- **Extracted text**
══════════════════════════════
Street View: 38
Address: 38 Poultry
The index to Street View 38 lists G. and H. Greenland, booksellers at 38 Poultry, but the Street view itself has G. & A. Greenland and that is correct. The gentlemen were George and Alfred Greenland, the sons of Edward Greenland who had a bookshop at 2, later 3 Finsbury Place. George, the eldest, was baptised in 1794 at St. Luke’s, Finsbury and Alfred in 1800 at St. Leonard Shoreditch. In 1816, Alfred is apprenticed to one Thomas Greenland, presumably a relative, who was a member of the Innholders’ Company. Father Edward died at Ipswich in 1818 “where he went for the recovery of his health”.(1) A “body stone” with the text “In memory of Edward Greenland, of Finsbury Place, London, who departed this life the 21st of November 1818, in the 44 year of his age” was placed on the north side of St. Matthew’s Church, Ipswich.
══════════════════════════════
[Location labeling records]
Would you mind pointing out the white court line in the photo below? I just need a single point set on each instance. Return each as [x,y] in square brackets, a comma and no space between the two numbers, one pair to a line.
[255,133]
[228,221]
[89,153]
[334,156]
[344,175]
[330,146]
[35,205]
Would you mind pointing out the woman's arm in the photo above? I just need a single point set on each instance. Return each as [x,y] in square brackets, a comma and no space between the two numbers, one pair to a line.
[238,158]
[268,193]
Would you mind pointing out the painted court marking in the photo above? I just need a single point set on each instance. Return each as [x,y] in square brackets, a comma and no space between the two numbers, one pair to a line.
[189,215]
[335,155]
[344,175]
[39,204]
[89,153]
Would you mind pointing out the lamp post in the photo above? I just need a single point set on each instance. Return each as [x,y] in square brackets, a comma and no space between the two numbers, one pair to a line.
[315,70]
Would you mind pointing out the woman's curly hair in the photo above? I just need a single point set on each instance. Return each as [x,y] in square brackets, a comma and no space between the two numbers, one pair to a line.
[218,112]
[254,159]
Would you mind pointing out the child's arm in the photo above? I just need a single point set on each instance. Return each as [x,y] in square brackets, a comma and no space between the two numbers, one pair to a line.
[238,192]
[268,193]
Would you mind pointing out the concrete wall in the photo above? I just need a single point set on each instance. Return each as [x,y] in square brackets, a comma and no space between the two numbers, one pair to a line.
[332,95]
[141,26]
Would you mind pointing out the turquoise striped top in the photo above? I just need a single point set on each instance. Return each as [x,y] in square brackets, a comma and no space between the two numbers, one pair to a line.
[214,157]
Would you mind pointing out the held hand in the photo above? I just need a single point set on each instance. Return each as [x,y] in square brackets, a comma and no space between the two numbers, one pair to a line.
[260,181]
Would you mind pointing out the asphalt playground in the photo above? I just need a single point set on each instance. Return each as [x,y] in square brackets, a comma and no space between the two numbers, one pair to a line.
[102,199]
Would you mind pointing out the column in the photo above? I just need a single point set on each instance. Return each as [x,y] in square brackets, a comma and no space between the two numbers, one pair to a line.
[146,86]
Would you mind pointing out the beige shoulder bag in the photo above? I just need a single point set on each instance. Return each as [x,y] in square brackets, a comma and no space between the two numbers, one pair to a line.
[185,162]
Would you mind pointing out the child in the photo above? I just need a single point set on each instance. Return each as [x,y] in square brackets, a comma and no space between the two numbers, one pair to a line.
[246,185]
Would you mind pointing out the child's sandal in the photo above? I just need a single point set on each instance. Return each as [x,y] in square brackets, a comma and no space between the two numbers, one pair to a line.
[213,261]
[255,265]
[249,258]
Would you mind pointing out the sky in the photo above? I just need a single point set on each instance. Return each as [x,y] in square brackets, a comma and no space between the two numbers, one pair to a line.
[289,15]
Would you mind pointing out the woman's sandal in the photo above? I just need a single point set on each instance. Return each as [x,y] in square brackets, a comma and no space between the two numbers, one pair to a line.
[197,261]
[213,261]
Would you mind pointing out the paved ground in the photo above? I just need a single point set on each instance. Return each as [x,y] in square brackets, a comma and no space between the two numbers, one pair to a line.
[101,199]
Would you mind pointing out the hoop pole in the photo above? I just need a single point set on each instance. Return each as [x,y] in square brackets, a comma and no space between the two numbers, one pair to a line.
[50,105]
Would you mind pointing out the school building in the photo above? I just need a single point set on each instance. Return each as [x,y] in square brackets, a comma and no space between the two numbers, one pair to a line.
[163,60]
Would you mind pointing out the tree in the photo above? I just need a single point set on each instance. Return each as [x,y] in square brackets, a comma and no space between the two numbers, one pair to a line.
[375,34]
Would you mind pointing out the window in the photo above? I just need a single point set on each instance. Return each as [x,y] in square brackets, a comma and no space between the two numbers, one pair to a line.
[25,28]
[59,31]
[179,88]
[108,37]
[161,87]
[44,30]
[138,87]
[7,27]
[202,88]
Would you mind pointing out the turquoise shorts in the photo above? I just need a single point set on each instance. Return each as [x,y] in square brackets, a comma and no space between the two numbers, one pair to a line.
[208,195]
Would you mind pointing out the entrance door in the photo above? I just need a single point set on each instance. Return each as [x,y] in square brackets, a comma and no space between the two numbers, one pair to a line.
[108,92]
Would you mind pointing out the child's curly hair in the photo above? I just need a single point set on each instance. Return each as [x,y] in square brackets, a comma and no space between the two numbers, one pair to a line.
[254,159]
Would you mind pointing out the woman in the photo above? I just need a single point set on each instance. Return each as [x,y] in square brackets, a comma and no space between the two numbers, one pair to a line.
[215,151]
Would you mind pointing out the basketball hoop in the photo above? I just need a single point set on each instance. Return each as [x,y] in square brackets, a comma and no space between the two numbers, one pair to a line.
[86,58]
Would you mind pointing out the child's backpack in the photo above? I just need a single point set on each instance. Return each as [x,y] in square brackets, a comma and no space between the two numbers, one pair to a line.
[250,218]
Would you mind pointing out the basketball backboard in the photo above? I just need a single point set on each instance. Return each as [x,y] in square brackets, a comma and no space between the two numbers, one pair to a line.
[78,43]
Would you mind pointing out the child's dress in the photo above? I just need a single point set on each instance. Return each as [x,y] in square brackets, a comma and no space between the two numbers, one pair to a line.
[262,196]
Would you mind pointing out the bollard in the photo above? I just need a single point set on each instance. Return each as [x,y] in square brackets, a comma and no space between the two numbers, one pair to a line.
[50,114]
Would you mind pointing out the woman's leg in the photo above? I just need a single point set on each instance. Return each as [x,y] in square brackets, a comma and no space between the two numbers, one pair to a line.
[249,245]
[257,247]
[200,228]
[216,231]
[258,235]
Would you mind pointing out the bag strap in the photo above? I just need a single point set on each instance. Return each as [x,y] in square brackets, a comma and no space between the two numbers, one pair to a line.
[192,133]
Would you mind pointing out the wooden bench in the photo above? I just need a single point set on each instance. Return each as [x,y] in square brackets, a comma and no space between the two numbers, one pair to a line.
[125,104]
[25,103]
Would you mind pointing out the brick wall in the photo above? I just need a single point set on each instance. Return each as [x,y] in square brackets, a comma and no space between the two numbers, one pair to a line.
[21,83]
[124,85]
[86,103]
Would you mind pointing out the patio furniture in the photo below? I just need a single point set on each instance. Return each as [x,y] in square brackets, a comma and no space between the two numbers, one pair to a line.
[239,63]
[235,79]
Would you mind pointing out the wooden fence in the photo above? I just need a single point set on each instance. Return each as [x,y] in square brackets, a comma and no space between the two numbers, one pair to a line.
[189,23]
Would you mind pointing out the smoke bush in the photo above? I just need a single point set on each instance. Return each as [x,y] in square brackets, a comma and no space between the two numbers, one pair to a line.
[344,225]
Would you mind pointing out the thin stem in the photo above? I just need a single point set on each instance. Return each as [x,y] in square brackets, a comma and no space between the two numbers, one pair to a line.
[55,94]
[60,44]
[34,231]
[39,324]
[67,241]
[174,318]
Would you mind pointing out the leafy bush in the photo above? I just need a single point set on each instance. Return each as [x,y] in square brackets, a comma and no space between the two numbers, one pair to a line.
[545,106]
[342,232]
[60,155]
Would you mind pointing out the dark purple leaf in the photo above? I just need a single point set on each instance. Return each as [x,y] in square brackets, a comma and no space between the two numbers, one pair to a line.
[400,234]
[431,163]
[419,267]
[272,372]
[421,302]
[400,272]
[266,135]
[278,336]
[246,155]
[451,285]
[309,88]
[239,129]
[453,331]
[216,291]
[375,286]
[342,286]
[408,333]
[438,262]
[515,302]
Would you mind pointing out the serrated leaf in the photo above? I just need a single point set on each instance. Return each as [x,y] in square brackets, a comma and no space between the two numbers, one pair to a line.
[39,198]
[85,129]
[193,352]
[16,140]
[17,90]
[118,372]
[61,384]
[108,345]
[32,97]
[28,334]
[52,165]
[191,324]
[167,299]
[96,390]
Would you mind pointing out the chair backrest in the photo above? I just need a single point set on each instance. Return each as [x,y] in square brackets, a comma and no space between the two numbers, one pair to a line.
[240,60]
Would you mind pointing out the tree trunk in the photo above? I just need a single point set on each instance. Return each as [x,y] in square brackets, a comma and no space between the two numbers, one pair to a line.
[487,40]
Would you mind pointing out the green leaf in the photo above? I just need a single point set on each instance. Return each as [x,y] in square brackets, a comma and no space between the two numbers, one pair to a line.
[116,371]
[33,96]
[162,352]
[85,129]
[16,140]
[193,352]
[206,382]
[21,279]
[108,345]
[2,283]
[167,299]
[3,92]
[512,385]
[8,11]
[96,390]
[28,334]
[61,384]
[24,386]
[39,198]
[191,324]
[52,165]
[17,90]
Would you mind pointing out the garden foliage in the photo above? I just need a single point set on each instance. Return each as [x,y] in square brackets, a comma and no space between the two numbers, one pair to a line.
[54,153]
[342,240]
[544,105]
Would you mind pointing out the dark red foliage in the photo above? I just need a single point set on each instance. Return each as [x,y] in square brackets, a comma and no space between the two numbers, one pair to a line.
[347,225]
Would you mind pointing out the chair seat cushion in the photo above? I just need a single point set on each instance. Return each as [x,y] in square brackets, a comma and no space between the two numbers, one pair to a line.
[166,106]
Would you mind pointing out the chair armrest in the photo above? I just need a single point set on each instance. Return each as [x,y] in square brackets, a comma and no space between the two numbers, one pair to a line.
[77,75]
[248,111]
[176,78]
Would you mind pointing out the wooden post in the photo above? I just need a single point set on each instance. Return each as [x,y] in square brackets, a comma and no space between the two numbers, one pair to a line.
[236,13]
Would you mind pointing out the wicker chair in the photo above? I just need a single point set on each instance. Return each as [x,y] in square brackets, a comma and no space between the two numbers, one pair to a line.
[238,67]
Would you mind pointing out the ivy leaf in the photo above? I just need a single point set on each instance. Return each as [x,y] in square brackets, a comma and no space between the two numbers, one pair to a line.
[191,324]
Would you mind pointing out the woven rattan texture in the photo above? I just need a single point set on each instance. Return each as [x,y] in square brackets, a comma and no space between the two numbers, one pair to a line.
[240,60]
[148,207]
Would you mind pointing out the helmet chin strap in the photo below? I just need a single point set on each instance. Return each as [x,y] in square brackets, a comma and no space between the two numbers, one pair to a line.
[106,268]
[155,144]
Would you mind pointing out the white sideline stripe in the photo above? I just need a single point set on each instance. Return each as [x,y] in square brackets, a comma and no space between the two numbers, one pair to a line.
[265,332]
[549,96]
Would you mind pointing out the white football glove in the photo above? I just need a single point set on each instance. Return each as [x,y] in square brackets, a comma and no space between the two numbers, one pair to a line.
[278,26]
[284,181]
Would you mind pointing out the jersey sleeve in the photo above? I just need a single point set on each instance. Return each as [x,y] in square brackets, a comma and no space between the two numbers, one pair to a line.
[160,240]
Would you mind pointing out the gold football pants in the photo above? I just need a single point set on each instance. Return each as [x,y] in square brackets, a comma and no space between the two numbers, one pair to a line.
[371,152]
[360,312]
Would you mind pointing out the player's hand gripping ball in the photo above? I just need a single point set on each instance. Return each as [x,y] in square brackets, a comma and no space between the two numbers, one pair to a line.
══════════════════════════════
- **Exercise instructions**
(1) Render this sentence from the 38 Poultry text into Spanish: "George, the eldest, was baptised in 1794 at St. Luke’s, Finsbury and Alfred in 1800 at St. Leonard Shoreditch."
(2) Carry on the 38 Poultry text, picking up after its final sentence.

- **Results in order**
(1) George, el mayor, fue bautizado en 1794 en St. Luke’s, Finsbury, y Alfred en 1800 en St. Leonard, Shoreditch.

(2)
After the death of his father, George took over the shop at Finsbury Place, but as late as 1822, a notice appeared in The London Gazette that anyone with a claim on the estate should come forward. By 1828, Alfred had joined his brother and the bookshop had been relocated to 38 Poultry. The first advertisement I found for the brothers together is in The Edinburgh Review where they advertise the 6th edition of the Encyclopaedia Britannica as well as “an extensive stock of new and second-hand books”. And should you happen to have a spare library, they were quite willing to buy it or take it in exchange. And the year after they have “cheap books on sale” and in particular the Annals of Sporting of which they have “bought the few remaining copies of the assignees of the publishers” and are therefore able to offer the 78 numbers of the periodical at the “very reduced price of 4l. 14s. 6d.”. In other words, they dealt in remainders.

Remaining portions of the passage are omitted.